* **SET TASK**
Reproduce each line exactly.
++++
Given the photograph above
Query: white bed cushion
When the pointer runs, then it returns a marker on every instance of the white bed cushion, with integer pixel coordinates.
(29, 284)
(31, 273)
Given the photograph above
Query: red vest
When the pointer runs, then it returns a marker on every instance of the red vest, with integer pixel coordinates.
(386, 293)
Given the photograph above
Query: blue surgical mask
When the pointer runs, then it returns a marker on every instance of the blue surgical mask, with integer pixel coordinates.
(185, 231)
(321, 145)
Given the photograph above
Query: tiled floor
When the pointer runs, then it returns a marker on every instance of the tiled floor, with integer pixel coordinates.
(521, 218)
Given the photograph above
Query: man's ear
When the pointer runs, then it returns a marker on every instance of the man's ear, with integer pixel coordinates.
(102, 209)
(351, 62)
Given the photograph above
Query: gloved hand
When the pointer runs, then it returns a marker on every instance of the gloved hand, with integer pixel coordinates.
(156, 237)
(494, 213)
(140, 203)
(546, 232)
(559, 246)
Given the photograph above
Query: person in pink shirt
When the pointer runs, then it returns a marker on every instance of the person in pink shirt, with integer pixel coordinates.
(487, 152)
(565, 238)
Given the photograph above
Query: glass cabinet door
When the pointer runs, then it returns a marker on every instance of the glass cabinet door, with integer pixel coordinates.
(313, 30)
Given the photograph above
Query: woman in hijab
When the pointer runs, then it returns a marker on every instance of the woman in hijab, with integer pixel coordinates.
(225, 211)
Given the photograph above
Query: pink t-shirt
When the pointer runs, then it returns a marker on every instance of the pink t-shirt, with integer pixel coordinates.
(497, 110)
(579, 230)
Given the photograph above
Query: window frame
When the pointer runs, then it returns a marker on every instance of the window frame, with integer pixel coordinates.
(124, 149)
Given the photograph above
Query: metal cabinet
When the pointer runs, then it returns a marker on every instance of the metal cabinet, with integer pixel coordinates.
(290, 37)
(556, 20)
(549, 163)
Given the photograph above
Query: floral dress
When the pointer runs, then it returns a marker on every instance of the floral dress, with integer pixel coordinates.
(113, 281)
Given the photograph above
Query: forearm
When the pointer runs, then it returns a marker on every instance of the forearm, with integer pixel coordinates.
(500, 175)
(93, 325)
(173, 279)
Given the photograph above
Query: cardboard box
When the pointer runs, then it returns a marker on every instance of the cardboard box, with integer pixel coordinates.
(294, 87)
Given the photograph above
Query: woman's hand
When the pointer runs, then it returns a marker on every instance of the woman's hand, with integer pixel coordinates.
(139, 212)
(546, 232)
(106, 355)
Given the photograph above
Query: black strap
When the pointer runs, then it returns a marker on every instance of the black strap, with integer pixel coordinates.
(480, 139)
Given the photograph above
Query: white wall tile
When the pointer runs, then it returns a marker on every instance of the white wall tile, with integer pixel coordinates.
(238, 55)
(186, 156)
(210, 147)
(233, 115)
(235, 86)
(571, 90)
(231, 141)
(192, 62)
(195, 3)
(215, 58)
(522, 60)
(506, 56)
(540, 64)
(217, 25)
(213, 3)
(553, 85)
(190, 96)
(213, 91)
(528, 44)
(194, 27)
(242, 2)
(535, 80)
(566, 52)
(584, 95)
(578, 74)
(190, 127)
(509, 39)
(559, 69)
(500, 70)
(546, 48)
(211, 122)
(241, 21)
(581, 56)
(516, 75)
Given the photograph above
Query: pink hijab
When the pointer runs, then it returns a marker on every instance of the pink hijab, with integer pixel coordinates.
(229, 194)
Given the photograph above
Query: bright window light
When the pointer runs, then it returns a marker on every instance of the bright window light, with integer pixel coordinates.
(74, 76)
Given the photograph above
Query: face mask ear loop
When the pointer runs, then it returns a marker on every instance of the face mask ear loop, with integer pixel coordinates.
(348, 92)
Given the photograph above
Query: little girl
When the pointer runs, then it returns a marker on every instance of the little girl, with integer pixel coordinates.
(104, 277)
++++
* **WRITTEN ANSWER**
Given the photograph above
Query: white bed cushion
When the pointer runs, then it returns a marker on every instance of the white bed cushion, with integer pixel coordinates.
(29, 284)
(31, 273)
Given the photograph above
Query: red vest
When the pointer runs, then it returns a marker on every instance of the red vest, with integer pixel coordinates.
(386, 293)
Given the photograph above
Query: blue surgical mask
When the pointer runs, then it returns a marker on every instance of the blue surgical mask, with integer pixel coordinates.
(185, 231)
(321, 145)
Given the photograph above
Query: tiled floor
When the pointer runs, then it returns a marker on every instance of the tiled floor, with integer pixel coordinates.
(521, 218)
Given the photograph above
Query: man's ear
When the pointer runs, then it returns a marker on every instance of the man's ear, with integer pixel coordinates.
(102, 209)
(351, 62)
Given the photograph above
Query: gloved hand
When the pointer runs, then it returns a marker on every instance of the gloved hand, with integer pixel coordinates.
(156, 237)
(494, 213)
(140, 203)
(546, 232)
(559, 246)
Given the photograph above
Query: person in pink shirt
When the pointer runs, then it returns a marker on every instance of the person in pink shirt, with integer pixel coordinates.
(487, 152)
(565, 238)
Given the photograph above
Query: glass cabinet door
When the pointer runs, then it returns a marker on every instance of the glass cabinet door, with integer pixel coordinates.
(313, 30)
Given the photograph above
Query: woman in hijab
When the pointer runs, then it returns a marker on every instance of the woman in hijab, with integer pixel coordinates.
(225, 211)
Given the photograph above
Query: pink t-shirt
When the pointer runs, then it returns a marker on every instance of the pink t-shirt, with integer pixel coordinates.
(497, 110)
(579, 230)
Given the photograph above
Query: window frame
When the pointer runs, then it returns a marker on every instance of the window frame, with integer pixel coordinates.
(124, 149)
Given the photograph above
Query: metal cabinet
When the pointer runs, then it returns a marker on every instance of the metal cabinet, with integer pixel coordinates.
(290, 37)
(556, 20)
(549, 163)
Given the photograph above
Query: floral dress
When the pointer runs, then it returns a marker on every instance of the floral dress, with integer pixel coordinates.
(113, 281)
Given the photograph above
Query: forearm
When the pointer runs, then it returns a marker on every instance of the forearm, with integer pixel coordinates.
(500, 175)
(93, 325)
(173, 279)
Given the photograph above
Query: cardboard box
When the pointer runs, then it returns a marker on every instance of the cardboard box, with integer pixel coordinates.
(294, 87)
Given the photograph above
Query: woman's hand
When the pointer runs, then it returns a marker on every instance of the woman's hand, with integer pixel coordinates.
(139, 212)
(546, 232)
(106, 355)
Given the photograph above
Query: black strap
When the pointer runs, then it returns a marker on every instance of the black strap, with integer pixel coordinates.
(480, 139)
Given the photograph above
Query: white wall tile
When the pointer runs, then it returns a marker on every instance of the white wall tile, with integer pixel coordinates.
(238, 55)
(186, 156)
(210, 147)
(233, 115)
(235, 86)
(571, 90)
(231, 141)
(192, 62)
(195, 3)
(215, 58)
(522, 60)
(506, 56)
(540, 64)
(217, 25)
(213, 3)
(553, 85)
(190, 96)
(213, 91)
(528, 44)
(194, 27)
(242, 2)
(535, 80)
(566, 52)
(584, 95)
(578, 74)
(190, 127)
(509, 39)
(559, 69)
(500, 70)
(546, 48)
(211, 122)
(241, 21)
(581, 56)
(516, 75)
Given the photograph above
Query: pink hijab
When the pointer runs, then it returns a marker on every instance of the pink hijab, with integer pixel coordinates.
(229, 194)
Given the photograph above
Query: bright window light
When the pointer runs, then it returns a marker on every instance of the bright window light, with integer pixel coordinates.
(74, 76)
Given the photograph above
Query: face mask ear loop
When the pointer runs, then it returns a marker on every instance of the face mask ear loop, with integer pixel coordinates.
(348, 92)
Given the photograph above
Query: little girl
When the pointer runs, then it returns a marker on every instance of the little girl, with integer pixel coordinates.
(104, 277)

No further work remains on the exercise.